#### Stored data entries

-=-=-

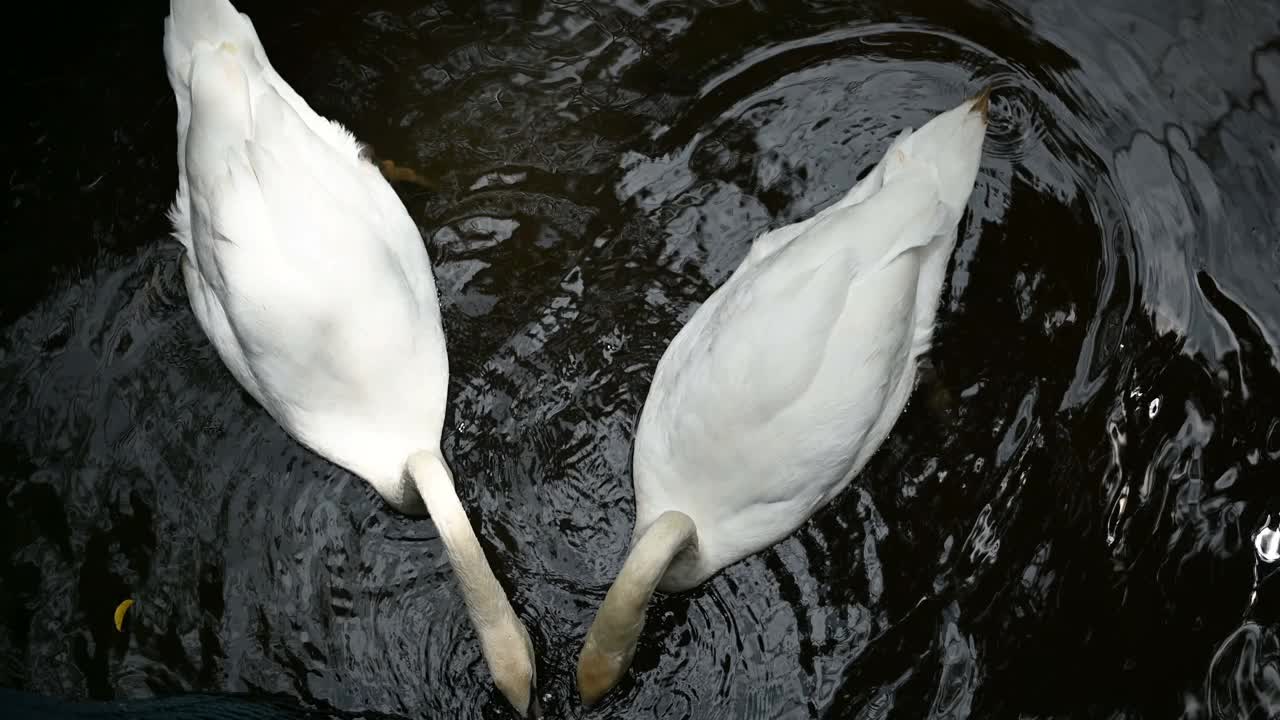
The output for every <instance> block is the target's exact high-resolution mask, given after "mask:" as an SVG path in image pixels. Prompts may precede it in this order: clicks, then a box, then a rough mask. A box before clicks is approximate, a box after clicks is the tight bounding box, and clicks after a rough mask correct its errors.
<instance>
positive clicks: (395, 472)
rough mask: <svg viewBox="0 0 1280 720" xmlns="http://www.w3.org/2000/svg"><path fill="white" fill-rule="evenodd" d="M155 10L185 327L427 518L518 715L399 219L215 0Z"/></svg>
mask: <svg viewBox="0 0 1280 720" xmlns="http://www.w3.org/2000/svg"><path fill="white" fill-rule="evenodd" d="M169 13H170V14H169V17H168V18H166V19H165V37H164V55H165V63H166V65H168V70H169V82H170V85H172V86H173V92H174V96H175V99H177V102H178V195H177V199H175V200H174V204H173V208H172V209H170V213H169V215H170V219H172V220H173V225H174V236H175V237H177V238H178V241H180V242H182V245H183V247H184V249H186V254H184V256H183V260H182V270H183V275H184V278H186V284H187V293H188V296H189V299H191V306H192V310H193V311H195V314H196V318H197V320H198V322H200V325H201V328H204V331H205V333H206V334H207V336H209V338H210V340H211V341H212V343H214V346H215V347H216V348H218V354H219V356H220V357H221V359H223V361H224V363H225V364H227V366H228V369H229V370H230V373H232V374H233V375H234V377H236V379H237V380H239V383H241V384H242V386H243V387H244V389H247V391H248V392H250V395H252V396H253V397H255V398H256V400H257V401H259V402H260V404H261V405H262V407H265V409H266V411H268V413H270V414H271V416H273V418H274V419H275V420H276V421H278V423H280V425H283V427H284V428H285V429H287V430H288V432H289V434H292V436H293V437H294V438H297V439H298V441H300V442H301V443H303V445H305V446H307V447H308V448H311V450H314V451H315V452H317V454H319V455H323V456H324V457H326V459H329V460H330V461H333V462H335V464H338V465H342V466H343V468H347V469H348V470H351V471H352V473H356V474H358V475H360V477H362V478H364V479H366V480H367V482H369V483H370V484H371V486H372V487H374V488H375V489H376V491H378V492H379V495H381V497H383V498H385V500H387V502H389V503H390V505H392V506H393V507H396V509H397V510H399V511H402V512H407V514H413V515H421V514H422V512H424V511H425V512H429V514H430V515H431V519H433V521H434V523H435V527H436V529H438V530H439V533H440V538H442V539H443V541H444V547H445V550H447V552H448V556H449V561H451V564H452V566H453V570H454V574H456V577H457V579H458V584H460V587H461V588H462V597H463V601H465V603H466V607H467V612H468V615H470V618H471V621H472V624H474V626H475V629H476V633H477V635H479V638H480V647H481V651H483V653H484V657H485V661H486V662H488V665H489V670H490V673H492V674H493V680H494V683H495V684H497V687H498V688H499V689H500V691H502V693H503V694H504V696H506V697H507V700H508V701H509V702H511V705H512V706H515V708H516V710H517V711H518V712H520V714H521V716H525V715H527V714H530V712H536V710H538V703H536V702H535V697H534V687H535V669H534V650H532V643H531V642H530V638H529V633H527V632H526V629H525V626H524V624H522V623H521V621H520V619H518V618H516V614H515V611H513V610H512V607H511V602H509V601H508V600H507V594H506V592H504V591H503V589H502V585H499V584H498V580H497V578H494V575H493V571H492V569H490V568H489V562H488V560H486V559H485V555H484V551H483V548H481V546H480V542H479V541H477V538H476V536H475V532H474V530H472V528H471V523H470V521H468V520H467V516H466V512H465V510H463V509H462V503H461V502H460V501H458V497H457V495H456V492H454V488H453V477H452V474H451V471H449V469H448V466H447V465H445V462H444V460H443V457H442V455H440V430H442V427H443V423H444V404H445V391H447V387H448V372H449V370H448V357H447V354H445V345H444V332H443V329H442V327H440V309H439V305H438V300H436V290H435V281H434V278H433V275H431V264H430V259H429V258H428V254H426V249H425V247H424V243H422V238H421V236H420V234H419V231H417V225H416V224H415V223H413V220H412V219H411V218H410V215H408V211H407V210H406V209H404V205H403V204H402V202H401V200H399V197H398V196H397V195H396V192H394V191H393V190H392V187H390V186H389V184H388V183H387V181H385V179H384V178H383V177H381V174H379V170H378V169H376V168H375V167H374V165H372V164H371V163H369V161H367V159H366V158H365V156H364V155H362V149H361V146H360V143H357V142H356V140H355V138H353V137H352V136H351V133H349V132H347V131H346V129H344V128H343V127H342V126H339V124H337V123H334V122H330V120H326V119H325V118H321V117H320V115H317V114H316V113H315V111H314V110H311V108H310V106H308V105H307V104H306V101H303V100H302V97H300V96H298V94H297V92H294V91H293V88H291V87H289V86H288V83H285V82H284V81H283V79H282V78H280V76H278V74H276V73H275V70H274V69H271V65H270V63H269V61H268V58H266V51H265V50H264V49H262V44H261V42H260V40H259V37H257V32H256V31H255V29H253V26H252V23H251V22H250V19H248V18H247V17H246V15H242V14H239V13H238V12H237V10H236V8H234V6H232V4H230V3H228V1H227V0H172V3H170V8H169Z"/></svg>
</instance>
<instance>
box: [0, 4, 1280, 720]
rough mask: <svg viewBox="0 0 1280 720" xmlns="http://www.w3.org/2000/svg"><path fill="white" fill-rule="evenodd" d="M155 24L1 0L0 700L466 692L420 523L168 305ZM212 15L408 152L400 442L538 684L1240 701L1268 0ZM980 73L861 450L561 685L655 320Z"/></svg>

-=-=-

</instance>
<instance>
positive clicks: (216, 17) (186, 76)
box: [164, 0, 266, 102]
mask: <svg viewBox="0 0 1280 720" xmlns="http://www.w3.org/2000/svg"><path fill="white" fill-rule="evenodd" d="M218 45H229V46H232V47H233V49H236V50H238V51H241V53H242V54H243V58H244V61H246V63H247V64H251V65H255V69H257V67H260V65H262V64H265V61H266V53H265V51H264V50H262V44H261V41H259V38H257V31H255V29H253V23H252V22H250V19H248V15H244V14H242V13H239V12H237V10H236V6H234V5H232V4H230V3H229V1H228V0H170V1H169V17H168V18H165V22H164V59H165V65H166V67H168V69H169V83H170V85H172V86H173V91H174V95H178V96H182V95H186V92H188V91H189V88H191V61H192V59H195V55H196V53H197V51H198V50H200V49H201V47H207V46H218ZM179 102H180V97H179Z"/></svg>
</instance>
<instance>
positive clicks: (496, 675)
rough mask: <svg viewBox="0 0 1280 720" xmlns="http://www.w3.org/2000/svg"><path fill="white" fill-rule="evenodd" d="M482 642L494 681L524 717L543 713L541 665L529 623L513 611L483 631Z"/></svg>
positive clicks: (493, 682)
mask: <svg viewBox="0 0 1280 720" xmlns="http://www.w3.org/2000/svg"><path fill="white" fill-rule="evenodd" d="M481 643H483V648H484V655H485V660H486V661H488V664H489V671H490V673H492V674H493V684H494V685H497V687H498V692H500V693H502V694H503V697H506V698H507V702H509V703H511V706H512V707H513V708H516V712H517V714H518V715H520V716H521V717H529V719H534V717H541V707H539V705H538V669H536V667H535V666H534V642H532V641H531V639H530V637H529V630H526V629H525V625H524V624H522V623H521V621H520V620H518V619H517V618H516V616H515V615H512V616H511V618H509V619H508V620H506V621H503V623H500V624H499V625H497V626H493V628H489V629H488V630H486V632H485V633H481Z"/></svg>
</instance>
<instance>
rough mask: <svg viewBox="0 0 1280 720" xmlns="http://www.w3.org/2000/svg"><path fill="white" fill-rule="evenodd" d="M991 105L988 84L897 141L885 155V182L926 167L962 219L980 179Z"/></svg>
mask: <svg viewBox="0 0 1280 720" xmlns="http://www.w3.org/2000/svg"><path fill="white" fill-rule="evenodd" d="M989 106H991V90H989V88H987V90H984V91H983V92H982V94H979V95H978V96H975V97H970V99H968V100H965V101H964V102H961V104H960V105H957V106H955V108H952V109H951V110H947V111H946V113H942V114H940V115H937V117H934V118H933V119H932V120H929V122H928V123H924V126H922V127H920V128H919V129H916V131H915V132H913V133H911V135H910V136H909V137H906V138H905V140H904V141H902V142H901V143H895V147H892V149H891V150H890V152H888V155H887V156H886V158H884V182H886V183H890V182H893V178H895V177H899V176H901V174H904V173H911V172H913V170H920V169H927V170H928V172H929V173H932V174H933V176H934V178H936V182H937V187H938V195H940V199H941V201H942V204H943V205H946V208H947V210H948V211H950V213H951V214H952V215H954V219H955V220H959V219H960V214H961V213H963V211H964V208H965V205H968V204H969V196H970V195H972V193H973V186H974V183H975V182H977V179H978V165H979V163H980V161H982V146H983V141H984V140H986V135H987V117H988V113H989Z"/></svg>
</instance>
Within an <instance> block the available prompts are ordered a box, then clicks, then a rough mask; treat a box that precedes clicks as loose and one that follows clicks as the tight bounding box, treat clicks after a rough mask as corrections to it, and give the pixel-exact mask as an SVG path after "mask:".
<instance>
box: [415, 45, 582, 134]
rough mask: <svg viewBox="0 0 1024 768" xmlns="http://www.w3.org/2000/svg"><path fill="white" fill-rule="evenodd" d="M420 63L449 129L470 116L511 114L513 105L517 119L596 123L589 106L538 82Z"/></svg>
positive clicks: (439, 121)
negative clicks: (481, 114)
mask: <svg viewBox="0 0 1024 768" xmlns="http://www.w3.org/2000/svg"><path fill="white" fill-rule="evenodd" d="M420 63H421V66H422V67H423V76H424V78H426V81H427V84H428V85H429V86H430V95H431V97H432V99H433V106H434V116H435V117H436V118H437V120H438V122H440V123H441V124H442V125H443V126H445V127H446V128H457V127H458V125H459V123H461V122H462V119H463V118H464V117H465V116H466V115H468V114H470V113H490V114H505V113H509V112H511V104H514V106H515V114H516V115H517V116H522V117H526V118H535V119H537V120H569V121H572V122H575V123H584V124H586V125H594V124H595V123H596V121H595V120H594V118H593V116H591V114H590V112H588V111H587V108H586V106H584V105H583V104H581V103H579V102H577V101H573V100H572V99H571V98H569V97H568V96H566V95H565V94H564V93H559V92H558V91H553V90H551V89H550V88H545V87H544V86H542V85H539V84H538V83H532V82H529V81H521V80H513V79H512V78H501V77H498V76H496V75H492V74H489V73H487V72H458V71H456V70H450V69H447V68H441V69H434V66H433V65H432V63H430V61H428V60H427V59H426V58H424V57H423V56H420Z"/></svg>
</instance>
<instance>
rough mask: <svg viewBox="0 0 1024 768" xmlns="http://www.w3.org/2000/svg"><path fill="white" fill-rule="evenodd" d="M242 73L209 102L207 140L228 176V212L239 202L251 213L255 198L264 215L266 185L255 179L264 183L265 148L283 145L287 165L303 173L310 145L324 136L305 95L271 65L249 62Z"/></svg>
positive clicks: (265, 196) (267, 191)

-=-=-

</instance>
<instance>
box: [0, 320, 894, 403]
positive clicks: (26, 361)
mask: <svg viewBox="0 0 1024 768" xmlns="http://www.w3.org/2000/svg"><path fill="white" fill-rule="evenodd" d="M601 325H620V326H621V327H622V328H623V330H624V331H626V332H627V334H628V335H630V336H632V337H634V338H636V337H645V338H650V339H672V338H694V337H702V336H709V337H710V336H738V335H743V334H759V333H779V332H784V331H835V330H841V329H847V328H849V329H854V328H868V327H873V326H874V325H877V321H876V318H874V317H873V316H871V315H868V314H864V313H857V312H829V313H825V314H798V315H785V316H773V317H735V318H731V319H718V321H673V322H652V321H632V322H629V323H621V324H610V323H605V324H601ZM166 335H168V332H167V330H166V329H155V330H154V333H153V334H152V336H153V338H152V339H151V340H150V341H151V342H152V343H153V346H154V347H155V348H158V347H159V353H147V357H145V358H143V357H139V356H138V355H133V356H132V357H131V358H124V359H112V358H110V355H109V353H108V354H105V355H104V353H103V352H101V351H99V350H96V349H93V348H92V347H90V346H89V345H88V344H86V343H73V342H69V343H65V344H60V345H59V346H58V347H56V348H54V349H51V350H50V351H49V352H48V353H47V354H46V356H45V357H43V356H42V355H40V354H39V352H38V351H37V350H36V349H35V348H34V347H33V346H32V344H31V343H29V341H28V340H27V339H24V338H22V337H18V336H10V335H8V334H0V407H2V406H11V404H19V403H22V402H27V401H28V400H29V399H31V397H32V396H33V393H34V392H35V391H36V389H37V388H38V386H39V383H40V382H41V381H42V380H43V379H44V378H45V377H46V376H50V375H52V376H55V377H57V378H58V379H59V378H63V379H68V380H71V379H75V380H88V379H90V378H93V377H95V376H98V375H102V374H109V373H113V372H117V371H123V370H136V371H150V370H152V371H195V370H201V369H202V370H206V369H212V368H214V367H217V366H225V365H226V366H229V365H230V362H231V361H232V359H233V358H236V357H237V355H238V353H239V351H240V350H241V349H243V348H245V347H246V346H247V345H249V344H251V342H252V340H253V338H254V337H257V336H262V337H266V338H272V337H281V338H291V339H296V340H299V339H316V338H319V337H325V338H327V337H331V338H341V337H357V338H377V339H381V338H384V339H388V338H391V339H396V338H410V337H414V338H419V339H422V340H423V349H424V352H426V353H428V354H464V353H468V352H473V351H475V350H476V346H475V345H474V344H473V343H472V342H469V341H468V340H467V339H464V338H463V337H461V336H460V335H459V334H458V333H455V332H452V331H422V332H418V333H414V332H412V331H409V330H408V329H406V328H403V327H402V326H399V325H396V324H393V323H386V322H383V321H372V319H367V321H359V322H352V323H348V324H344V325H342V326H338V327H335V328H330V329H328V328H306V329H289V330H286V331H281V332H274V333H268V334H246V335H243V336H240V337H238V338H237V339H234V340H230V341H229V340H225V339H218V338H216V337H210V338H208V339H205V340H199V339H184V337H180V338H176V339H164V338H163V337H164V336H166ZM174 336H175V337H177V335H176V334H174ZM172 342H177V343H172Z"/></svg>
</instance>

-=-=-

#### EXERCISE OBJECTIVE
Looking at the records above, count the lines with the word "then" in them; reply with the number only.

#### SOLVED EXERCISE
2